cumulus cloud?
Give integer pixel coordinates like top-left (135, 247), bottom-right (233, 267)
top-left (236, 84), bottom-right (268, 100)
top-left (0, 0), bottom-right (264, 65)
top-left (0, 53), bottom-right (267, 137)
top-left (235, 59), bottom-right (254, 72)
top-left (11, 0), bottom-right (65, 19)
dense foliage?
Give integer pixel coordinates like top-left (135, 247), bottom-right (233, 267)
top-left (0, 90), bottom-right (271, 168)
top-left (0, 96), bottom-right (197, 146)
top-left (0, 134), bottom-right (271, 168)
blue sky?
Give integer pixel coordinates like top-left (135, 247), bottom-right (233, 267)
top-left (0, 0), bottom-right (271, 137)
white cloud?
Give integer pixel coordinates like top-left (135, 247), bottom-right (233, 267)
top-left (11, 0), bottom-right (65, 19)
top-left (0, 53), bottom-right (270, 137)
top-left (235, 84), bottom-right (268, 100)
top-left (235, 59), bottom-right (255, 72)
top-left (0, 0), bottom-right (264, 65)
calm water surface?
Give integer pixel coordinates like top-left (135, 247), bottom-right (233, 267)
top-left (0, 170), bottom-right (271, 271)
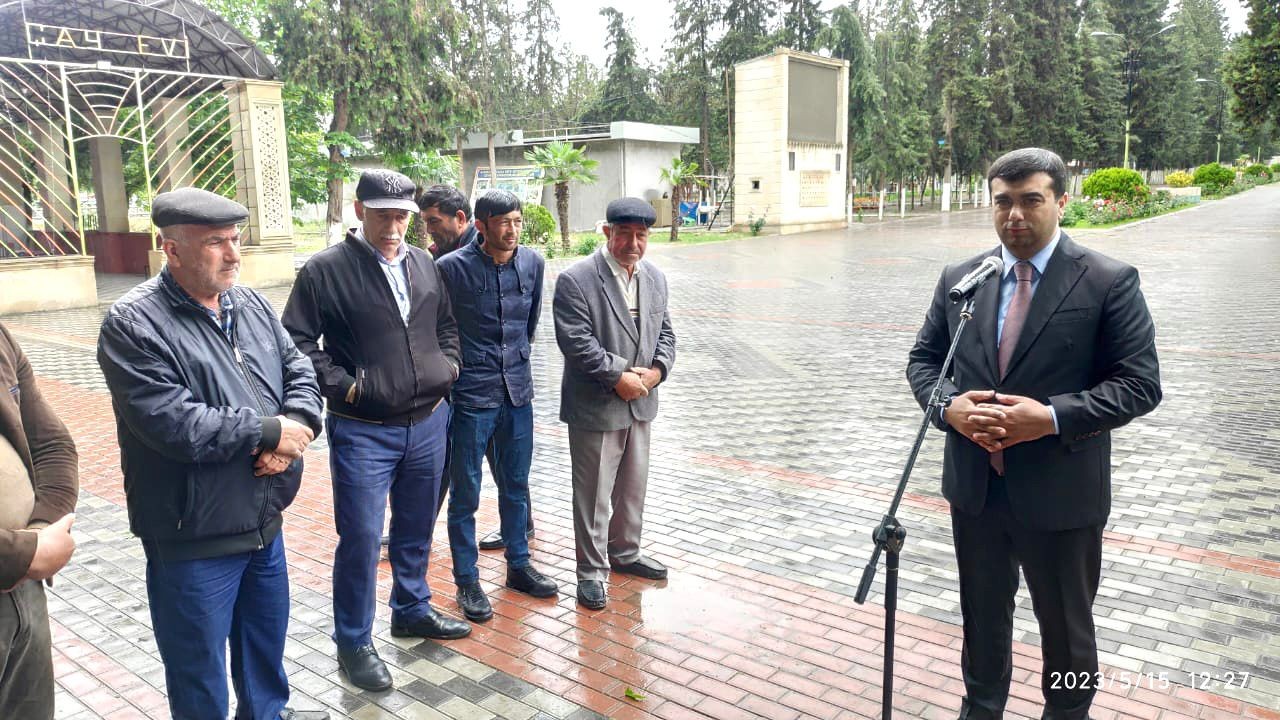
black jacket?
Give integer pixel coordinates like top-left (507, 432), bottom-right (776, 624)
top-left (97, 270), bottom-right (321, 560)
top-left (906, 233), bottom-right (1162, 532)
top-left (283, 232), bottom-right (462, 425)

---

PROBLEM DETAILS: Rewrite the listing above, swapping "integer pixel coordinates" for "whole-number pixel coordinates" and changing nothing else. Omit the pictures from your answer.

OUTPUT FOR THIS EXERCISE:
cumulus cloud?
Give whole-number pixel coordinates like top-left (135, 247), bottom-right (233, 267)
top-left (236, 84), bottom-right (268, 100)
top-left (0, 0), bottom-right (264, 65)
top-left (0, 53), bottom-right (267, 137)
top-left (235, 59), bottom-right (254, 72)
top-left (11, 0), bottom-right (65, 19)
dense foliage?
Give whole-number pixel coordinates like top-left (135, 247), bottom-right (233, 267)
top-left (0, 90), bottom-right (271, 168)
top-left (0, 96), bottom-right (197, 146)
top-left (0, 134), bottom-right (271, 168)
blue sky?
Give whole-number pixel coordinates like top-left (135, 247), bottom-right (233, 267)
top-left (0, 0), bottom-right (271, 137)
white cloud?
Give whole-number pixel coordinates like top-left (135, 247), bottom-right (233, 267)
top-left (11, 0), bottom-right (65, 19)
top-left (0, 53), bottom-right (270, 137)
top-left (235, 84), bottom-right (268, 100)
top-left (235, 59), bottom-right (255, 72)
top-left (0, 0), bottom-right (264, 65)
calm water surface?
Give whole-number pixel coordinates like top-left (135, 247), bottom-right (233, 267)
top-left (0, 170), bottom-right (271, 271)
black jacket?
Give whole-number pixel coordinates like top-left (507, 432), bottom-right (776, 624)
top-left (97, 270), bottom-right (321, 560)
top-left (906, 233), bottom-right (1162, 532)
top-left (283, 232), bottom-right (462, 425)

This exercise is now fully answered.